-------- Exercise inputs
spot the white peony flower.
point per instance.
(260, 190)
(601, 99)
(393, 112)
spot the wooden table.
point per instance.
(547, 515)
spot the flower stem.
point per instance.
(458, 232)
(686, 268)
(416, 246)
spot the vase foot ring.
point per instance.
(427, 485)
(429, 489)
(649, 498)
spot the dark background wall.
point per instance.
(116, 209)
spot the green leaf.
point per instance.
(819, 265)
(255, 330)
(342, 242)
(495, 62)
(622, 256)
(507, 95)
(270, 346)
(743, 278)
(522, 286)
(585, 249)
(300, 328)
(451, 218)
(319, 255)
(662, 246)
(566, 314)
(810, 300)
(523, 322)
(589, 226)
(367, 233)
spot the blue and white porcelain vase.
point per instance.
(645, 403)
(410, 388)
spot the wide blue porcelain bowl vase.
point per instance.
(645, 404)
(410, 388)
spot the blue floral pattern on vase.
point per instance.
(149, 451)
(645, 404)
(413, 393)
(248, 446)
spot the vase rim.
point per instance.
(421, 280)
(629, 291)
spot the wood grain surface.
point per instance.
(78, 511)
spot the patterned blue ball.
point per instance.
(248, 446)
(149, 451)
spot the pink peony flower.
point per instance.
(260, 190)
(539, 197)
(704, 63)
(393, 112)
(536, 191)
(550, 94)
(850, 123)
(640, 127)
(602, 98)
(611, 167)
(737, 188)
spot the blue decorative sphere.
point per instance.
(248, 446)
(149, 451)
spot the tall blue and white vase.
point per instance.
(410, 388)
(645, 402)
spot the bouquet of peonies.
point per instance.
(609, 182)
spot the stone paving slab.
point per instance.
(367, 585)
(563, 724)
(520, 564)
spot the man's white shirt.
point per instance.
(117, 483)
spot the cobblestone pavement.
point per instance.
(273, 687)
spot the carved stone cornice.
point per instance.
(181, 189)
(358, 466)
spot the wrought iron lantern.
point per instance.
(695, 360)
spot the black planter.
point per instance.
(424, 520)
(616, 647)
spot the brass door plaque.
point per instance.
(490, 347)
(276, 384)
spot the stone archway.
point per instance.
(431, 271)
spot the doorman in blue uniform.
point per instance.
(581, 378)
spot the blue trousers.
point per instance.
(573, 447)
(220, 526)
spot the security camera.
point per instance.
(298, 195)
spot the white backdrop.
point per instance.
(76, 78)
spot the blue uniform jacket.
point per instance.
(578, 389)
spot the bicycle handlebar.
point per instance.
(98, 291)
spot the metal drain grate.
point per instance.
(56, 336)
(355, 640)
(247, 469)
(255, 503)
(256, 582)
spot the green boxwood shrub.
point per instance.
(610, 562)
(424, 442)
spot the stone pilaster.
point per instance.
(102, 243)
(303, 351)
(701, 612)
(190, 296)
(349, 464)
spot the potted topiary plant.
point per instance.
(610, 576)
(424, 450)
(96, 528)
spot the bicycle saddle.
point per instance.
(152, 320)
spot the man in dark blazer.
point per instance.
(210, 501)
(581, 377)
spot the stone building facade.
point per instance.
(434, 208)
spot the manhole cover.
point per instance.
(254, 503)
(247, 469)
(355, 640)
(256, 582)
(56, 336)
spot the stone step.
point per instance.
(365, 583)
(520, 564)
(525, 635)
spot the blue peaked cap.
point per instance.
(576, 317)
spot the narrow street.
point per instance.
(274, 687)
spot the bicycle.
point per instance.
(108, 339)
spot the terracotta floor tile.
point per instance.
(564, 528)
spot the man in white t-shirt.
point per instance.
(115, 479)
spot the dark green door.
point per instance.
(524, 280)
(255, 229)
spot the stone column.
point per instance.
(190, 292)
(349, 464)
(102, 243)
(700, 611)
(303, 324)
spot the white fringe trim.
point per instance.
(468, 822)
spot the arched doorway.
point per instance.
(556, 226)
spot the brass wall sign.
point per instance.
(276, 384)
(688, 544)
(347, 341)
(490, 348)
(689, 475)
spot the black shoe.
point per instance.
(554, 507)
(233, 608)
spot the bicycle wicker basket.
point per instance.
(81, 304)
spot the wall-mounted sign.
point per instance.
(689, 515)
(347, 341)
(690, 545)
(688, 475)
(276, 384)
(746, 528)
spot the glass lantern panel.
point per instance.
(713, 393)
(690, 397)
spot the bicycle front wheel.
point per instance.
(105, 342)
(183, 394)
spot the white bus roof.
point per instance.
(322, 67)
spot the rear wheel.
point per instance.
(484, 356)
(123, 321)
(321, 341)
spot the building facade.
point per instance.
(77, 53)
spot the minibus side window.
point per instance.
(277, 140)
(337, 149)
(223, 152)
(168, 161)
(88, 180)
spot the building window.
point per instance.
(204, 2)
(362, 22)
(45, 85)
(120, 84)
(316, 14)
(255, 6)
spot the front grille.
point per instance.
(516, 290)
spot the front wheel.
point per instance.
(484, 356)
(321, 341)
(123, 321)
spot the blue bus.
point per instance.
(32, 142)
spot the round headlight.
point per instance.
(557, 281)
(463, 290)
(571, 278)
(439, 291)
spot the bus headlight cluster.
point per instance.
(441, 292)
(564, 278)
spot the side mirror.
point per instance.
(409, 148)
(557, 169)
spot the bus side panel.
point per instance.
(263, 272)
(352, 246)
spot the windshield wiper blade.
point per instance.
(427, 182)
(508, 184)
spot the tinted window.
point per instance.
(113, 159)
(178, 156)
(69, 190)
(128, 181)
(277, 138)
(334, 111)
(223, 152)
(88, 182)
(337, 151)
----------------
## Work to do
Extract the full set of entries word for word.

## Task answer
spot the white peony flower.
point per instance.
(260, 190)
(601, 99)
(393, 112)
spot the wooden table.
point per instance.
(547, 515)
spot the flower stem.
point per instance.
(458, 232)
(686, 268)
(416, 246)
spot the vase foot ring.
point per instance.
(427, 485)
(429, 489)
(649, 498)
spot the dark background wall.
point per instance.
(116, 209)
spot the green leaf.
point per instance.
(819, 265)
(255, 330)
(342, 242)
(495, 62)
(622, 256)
(507, 95)
(270, 346)
(743, 278)
(522, 286)
(585, 249)
(300, 328)
(451, 218)
(319, 255)
(662, 246)
(566, 314)
(810, 300)
(523, 322)
(589, 226)
(367, 233)
spot the blue and white porcelain vase.
point per instance.
(645, 403)
(410, 388)
spot the wide blue porcelain bowl vase.
point per instance.
(645, 404)
(410, 388)
spot the blue floral pattern on vase.
point per instance.
(149, 451)
(645, 404)
(413, 393)
(248, 446)
spot the vase rim.
point per instance.
(421, 280)
(629, 291)
spot the wood grain surface.
point per instance.
(78, 511)
spot the patterned blue ball.
point per instance.
(248, 446)
(149, 451)
spot the pink peony flower.
point per instance.
(260, 190)
(539, 197)
(704, 63)
(393, 112)
(536, 191)
(550, 94)
(850, 123)
(640, 127)
(602, 98)
(611, 167)
(737, 188)
spot the blue decorative sphere.
point per instance.
(248, 446)
(149, 451)
spot the tall blue and white vase.
point per instance.
(410, 388)
(645, 402)
spot the bouquet of peonies.
point per instance.
(609, 182)
spot the stone paving slab.
point per instance.
(367, 585)
(563, 724)
(520, 564)
spot the man's white shirt.
point per instance.
(117, 483)
spot the cobblestone pavement.
point per instance.
(273, 687)
spot the carved stone cornice.
point per instance.
(181, 189)
(358, 466)
spot the wrought iron lantern.
point per instance.
(695, 360)
spot the black planter.
point per instance.
(424, 520)
(616, 647)
spot the brass door plaque.
point per instance.
(490, 347)
(276, 384)
spot the stone archway.
point per instance.
(431, 271)
spot the doorman in blue uniform.
point per instance.
(581, 378)
spot the blue trousers.
point per instance.
(573, 447)
(220, 526)
spot the security camera.
point per instance.
(298, 195)
spot the white backdrop.
point per instance.
(76, 78)
spot the blue uniform jacket.
point per instance.
(578, 389)
spot the bicycle handlebar.
point per instance.
(98, 291)
spot the metal drain grate.
point per instance.
(56, 336)
(355, 640)
(247, 469)
(255, 503)
(256, 582)
spot the green boxwood shrub.
point per instance.
(610, 562)
(424, 442)
spot the stone pilaster.
point per instance.
(102, 243)
(303, 351)
(701, 612)
(190, 296)
(349, 464)
spot the potted topiary plant.
point per instance.
(610, 576)
(424, 450)
(96, 528)
spot the bicycle saddle.
point per instance.
(152, 320)
spot the man in dark blazer.
point per instance.
(210, 501)
(581, 377)
spot the stone building facade.
point per instance.
(434, 208)
spot the manhole cover.
point per instance.
(254, 503)
(247, 469)
(355, 640)
(256, 582)
(56, 336)
spot the stone step.
point per instance.
(365, 583)
(520, 564)
(525, 635)
spot the blue peaked cap.
point per instance.
(576, 317)
spot the narrow street.
point per instance.
(274, 687)
spot the bicycle.
point per instance.
(108, 339)
spot the terracotta floor tile.
point per instance.
(564, 528)
spot the man in white t-shirt.
point per instance.
(115, 479)
spot the dark green door.
point per instance.
(524, 280)
(255, 229)
spot the stone column.
point per instance.
(190, 292)
(349, 464)
(102, 243)
(700, 611)
(303, 324)
spot the white fringe trim.
point per instance.
(468, 822)
spot the arched doorway.
point per instance.
(556, 226)
spot the brass wall sign.
point per instance.
(276, 384)
(688, 544)
(347, 341)
(490, 348)
(689, 475)
spot the black shoe.
point per instance.
(554, 507)
(233, 608)
spot the bicycle wicker basket.
point per instance.
(81, 304)
spot the wall-mounted sign.
point per instance.
(689, 515)
(347, 341)
(690, 545)
(688, 475)
(276, 384)
(746, 528)
spot the glass lantern panel.
point per instance.
(713, 393)
(690, 397)
spot the bicycle front wheel.
point per instance.
(105, 342)
(183, 394)
spot the white bus roof.
point per instance.
(322, 67)
spot the rear wheel.
point per instance.
(484, 356)
(123, 321)
(321, 341)
spot the building facade.
point per instance.
(77, 53)
spot the minibus side window.
point per instance.
(277, 140)
(337, 149)
(223, 152)
(168, 161)
(88, 180)
spot the building window.
point per instance.
(204, 2)
(362, 22)
(45, 85)
(120, 84)
(316, 14)
(255, 6)
spot the front grille.
point per instance.
(516, 290)
spot the front wheel.
point per instance.
(484, 356)
(321, 341)
(123, 321)
spot the blue bus.
point per instance.
(32, 142)
spot the round headlight.
point per instance.
(557, 281)
(463, 290)
(571, 278)
(439, 291)
spot the bus headlight cluster.
point per instance.
(441, 292)
(564, 278)
spot the side mirror.
point per instance.
(409, 148)
(557, 169)
spot the bus side panel.
point per instance.
(263, 272)
(352, 246)
spot the windshield wiper blade.
point per instance.
(427, 182)
(508, 184)
spot the tinted window.
point per instance.
(113, 159)
(178, 156)
(69, 190)
(128, 181)
(277, 138)
(334, 111)
(223, 152)
(88, 182)
(337, 151)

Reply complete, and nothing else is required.